Moving forward in systemic sclerosis
Indeed, in order to move forward in developing better treatment for SSc, it is important to have the best possible means for assessing the effects of the potential new treatments, Dr. Spiera said.
“The mRSS is a good, reliable outcome measure in terms of intra- and inter-rater reliability, and we know it has meaning in the real world; in a patient with rapidly progressive skin thickening and a skin score that is getting higher and higher, we know they have worse prognosis in terms of function and even survival,” he said. “On the other hand, it’s just one piece of this very complicated story when you’re dealing with patients with systemic sclerosis, some of whom can have important internal organ involvement and not even have skin involvement.”
The main challenge with the skin score is how it performs in clinical trials when it comes to demonstrating whether a drug works, he added.
“This is particularly relevant in an era where our better understanding of the disease has led to candidate therapeutic agents that we have reason to think might work, but where clinical trials haven’t shown a significant difference between the groups using the skin score.”
Conversely, there have been studies in which skin scores improve, but the patient is doing terribly, he noted.
“That patient would not be [shown to be] doing well using the CRISS,” he said, explaining that the complex formula used to determine the CRISS score, which is “heavily weighted toward skin score,” allows for an overall score that is “greater than the sum of its parts.” That is, if a patient is improving in multiple domains indicating that the patient is responding to therapy, more credit is given for each of those parts.
“So my sense, and I think it’s the consensus in the community of clinical investigators, is that the skin score is not adequately sensitive to change in the context of a trial and doesn’t capture the disease holistically enough to be the optimal measure for scleroderma clinical trials,” he said. “We think the CRISS score works better in terms of capturing improvement in the course of a trial, and also in capturing other outcomes that are really, really important to patients and to their physicians, like disability or lung function.”
The hope is that, given the evidence, regulatory agencies will look favorably on the ACR CRISS as an outcome measure in clinical trials moving forward, and that understanding of its use and value will increase across the rheumatology community, he said.
Dr. Spiera has received research grants, consulting fees, and/or other payments from many companies involved in SSc treatments, including Roche/Genentech, which markets tocilizumab, and Corbus Pharmaceuticals, which is developing lenabasum.
Dr. Khanna is a consultant to Roche/Genentech and Bayer, which markets riociguat, and other companies. He has received research grants from Bayer, Bristol-Myers Squibb (which markets abatacept), and Pfizer. The ASSET trial he presented was sponsored by an NIH/NIAID Clinical ACE grant and an investigator-initiated grant by Bristol-Myers Squibb.
Dr. Distler has a consultancy relationship and/or has received research funding from Bayer, Roche/Genentech, and other companies. He also has a patent for a treatment for systemic sclerosis.
Dr. Zheng reported having no disclosures.

Activity list ->
1/ Reproduce word for word the passage of the systemic sclerosis article from "Moving forward in" up to and including "Dr. Spiera said.".
2/ Do the following statements agree with the systemic sclerosis article? Answer yes or no for each, quoting the words that decide it. (a) Dr. Zheng reported no disclosures. (b) The CRISS formula is heavily weighted toward lung function. (c) The ASSET trial was sponsored only by Pfizer.

Data extracts ->
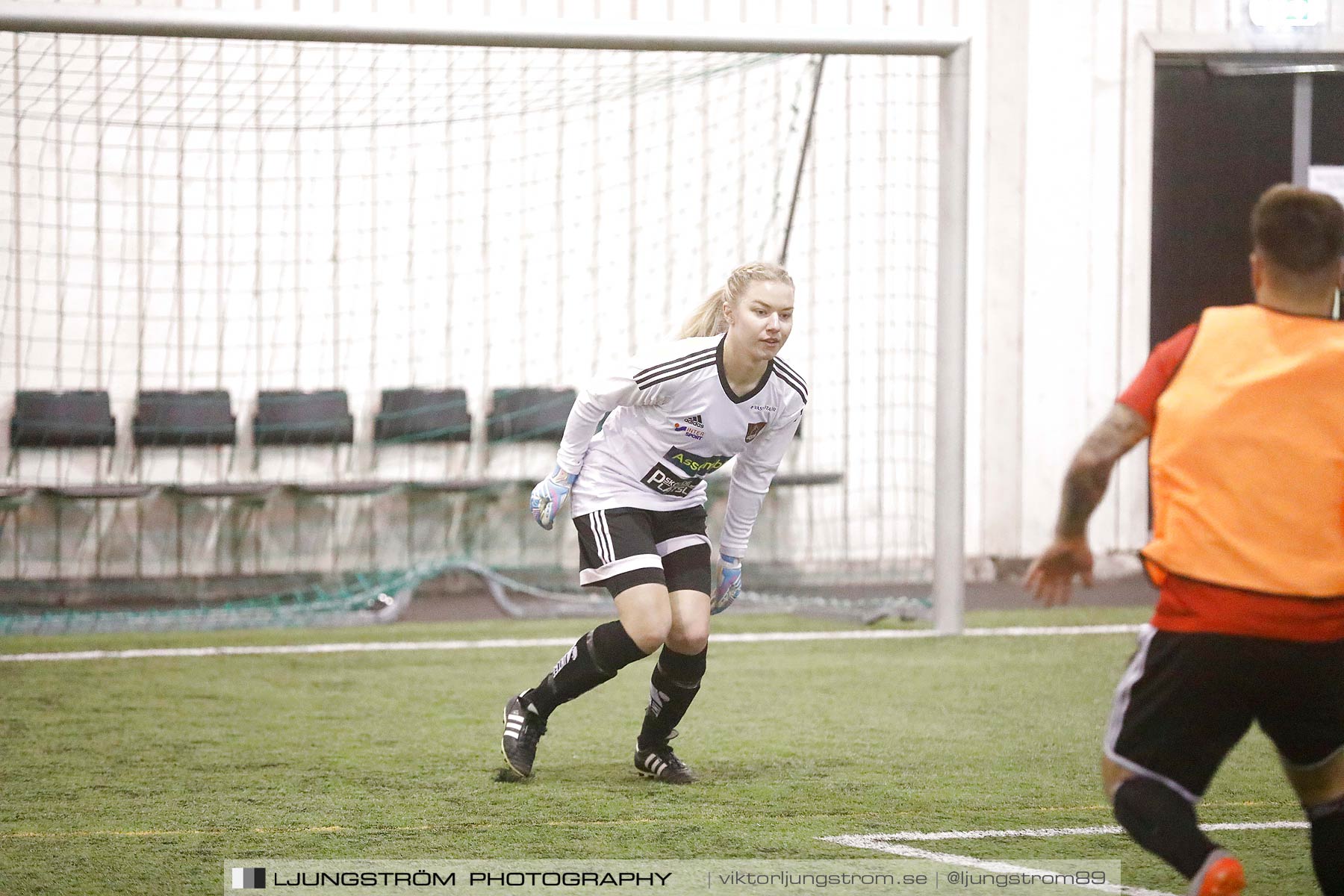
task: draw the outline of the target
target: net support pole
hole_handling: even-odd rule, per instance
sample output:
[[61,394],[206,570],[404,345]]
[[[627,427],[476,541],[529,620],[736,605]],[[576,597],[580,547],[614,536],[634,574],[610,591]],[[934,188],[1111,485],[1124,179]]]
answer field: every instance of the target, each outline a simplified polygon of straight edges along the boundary
[[934,410],[933,621],[965,626],[966,179],[970,46],[942,58],[938,79],[938,359]]

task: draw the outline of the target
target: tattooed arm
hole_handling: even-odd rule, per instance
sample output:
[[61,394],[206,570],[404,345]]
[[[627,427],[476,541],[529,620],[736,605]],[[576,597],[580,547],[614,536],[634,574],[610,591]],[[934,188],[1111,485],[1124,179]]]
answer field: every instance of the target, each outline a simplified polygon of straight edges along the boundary
[[1055,540],[1027,570],[1025,587],[1043,604],[1067,603],[1074,575],[1091,584],[1091,548],[1087,520],[1101,504],[1116,461],[1149,434],[1148,420],[1125,404],[1111,407],[1106,419],[1078,449],[1064,476]]

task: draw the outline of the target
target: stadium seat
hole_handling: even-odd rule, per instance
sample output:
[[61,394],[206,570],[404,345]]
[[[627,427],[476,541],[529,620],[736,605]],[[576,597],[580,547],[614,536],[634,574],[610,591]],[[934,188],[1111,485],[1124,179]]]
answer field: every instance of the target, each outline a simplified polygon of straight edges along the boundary
[[497,388],[485,422],[489,442],[555,442],[578,399],[571,388]]
[[130,426],[136,447],[222,446],[237,441],[228,392],[141,392]]
[[273,391],[257,395],[253,443],[349,445],[355,418],[345,390],[320,392]]
[[106,391],[15,395],[11,449],[113,447],[117,427]]
[[374,418],[376,443],[472,441],[464,390],[383,390],[382,408]]

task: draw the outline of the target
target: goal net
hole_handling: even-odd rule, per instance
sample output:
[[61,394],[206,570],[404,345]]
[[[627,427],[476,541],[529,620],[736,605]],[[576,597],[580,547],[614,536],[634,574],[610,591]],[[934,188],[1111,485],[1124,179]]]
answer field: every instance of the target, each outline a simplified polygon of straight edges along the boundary
[[[555,438],[496,431],[499,390],[563,403],[766,259],[797,283],[784,356],[810,402],[753,584],[930,580],[945,63],[214,21],[0,32],[0,412],[89,391],[114,429],[0,443],[0,579],[312,575],[332,584],[300,603],[341,613],[454,560],[570,579],[573,532],[517,485]],[[396,390],[465,416],[380,438]],[[234,438],[140,441],[144,395],[220,391]],[[265,435],[263,395],[320,391],[348,433]],[[276,488],[216,488],[249,484]],[[98,493],[120,485],[152,488]]]

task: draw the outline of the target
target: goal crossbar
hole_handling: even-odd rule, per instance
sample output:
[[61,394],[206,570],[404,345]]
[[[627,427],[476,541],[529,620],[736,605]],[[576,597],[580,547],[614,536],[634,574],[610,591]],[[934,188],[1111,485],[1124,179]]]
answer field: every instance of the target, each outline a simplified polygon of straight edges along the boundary
[[0,31],[207,38],[220,40],[316,40],[546,50],[648,50],[689,52],[821,52],[844,55],[949,56],[966,44],[960,31],[896,28],[712,26],[567,21],[435,27],[423,16],[266,13],[191,9],[0,4]]

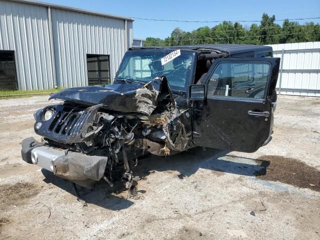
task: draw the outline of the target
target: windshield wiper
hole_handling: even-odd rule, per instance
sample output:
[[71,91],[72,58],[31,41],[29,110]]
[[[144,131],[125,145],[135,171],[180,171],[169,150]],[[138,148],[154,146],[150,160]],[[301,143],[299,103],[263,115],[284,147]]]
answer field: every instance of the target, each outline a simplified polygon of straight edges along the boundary
[[126,82],[126,84],[128,84],[128,82],[125,79],[115,79],[114,80],[116,80],[116,82]]

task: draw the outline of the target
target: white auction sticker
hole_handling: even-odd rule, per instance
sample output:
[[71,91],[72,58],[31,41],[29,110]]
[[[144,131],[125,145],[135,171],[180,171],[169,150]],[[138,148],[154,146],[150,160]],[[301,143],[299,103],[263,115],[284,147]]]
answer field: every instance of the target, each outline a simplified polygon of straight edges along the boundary
[[169,54],[161,58],[161,64],[164,66],[167,62],[173,60],[179,56],[180,55],[181,55],[180,50],[176,50],[172,52],[170,52]]

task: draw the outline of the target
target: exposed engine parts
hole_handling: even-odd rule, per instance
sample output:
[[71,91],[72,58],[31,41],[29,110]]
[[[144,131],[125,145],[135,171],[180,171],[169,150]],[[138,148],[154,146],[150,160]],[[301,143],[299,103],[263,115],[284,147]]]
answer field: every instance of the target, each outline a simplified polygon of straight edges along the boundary
[[[122,104],[123,94],[112,92],[114,104]],[[110,110],[103,103],[88,107],[66,102],[36,113],[40,122],[46,110],[52,112],[50,119],[35,128],[44,144],[67,149],[53,162],[55,175],[86,188],[102,178],[110,186],[120,180],[134,196],[138,177],[132,170],[138,156],[146,152],[166,156],[193,146],[191,129],[184,124],[190,120],[190,114],[176,106],[178,100],[173,98],[165,77],[130,94],[134,100],[126,102],[130,112]]]

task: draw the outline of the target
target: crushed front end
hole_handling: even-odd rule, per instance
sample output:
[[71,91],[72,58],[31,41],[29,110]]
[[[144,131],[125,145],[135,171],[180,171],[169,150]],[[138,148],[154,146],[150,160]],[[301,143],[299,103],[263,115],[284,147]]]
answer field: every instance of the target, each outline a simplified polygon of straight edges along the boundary
[[22,158],[88,188],[102,178],[111,186],[120,180],[134,195],[138,177],[132,170],[140,156],[194,146],[190,112],[179,98],[165,77],[145,84],[62,91],[51,98],[62,104],[35,112],[34,131],[42,141],[24,140]]

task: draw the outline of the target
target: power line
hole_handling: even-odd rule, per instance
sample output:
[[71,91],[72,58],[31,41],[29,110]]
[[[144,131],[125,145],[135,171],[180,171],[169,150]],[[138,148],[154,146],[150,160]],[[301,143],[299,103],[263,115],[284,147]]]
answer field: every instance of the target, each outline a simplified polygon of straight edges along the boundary
[[236,31],[244,31],[244,32],[248,32],[250,30],[264,30],[264,29],[273,29],[273,28],[279,28],[281,29],[284,29],[284,28],[296,28],[296,26],[314,26],[314,25],[312,24],[306,24],[306,25],[294,25],[293,26],[270,26],[270,27],[268,27],[268,28],[257,28],[256,29],[246,29],[246,28],[241,28],[241,29],[238,29],[238,30],[214,30],[212,28],[212,32],[236,32]]
[[312,33],[313,32],[296,32],[293,34],[274,34],[270,35],[256,35],[255,36],[224,36],[221,38],[196,38],[196,39],[184,39],[184,40],[160,40],[154,41],[155,42],[185,42],[185,41],[194,41],[194,40],[218,40],[218,39],[232,39],[232,38],[258,38],[262,36],[286,36],[286,35],[298,35],[300,34],[306,34],[308,33]]
[[[132,17],[134,20],[138,19],[139,20],[146,20],[148,21],[158,21],[158,22],[198,22],[198,23],[210,23],[210,22],[260,22],[261,20],[242,20],[239,21],[192,21],[189,20],[168,20],[168,19],[154,19],[154,18],[135,18],[134,16]],[[290,21],[295,20],[310,20],[310,19],[320,19],[320,17],[316,18],[292,18],[292,19],[284,19],[281,20],[274,20],[274,22],[280,22],[284,21],[285,20],[288,20]]]

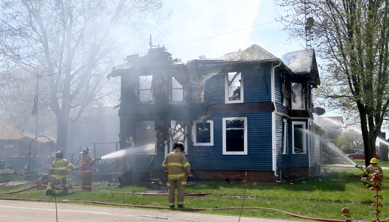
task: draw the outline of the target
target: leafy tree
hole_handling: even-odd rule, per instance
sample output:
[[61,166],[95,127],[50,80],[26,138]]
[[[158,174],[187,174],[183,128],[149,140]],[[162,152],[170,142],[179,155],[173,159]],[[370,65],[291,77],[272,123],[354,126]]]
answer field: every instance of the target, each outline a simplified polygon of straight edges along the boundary
[[389,106],[389,1],[278,1],[285,9],[282,19],[291,36],[312,36],[323,60],[329,78],[322,81],[320,96],[335,102],[335,108],[359,116],[367,166],[375,154]]
[[363,150],[363,138],[362,135],[355,131],[344,132],[335,141],[336,146],[348,153],[355,153]]
[[[137,38],[158,30],[168,16],[160,0],[3,0],[0,4],[0,54],[10,65],[40,77],[56,117],[58,148],[63,150],[70,121],[117,90],[106,87],[107,68],[123,60],[132,46],[142,45]],[[140,42],[147,43],[144,38]]]

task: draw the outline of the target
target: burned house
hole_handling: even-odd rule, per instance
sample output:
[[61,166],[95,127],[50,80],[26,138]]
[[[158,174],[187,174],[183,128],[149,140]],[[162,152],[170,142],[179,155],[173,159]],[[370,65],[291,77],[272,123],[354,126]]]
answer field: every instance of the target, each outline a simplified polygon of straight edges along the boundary
[[176,141],[194,176],[274,182],[319,171],[312,89],[319,83],[313,50],[283,60],[253,45],[219,57],[173,59],[164,48],[128,56],[108,77],[121,78],[120,148],[132,170],[164,176]]

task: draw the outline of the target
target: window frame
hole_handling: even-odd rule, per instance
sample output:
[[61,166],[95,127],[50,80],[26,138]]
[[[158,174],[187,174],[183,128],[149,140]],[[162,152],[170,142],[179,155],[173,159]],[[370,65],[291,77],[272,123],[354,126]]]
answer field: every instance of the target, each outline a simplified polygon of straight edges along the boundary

Answers ->
1/
Moving forward in systemic sclerosis
Indeed, in order to move forward in developing better treatment for SSc, it is important to have the best possible means for assessing the effects of the potential new treatments, Dr. Spiera said.

2/
(a) Yes: "Dr. Zheng reported having no disclosures."
(b) No: "heavily weighted toward skin score"
(c) No: "sponsored by an NIH/NIAID Clinical ACE grant and an investigator-initiated grant by Bristol-Myers Squibb"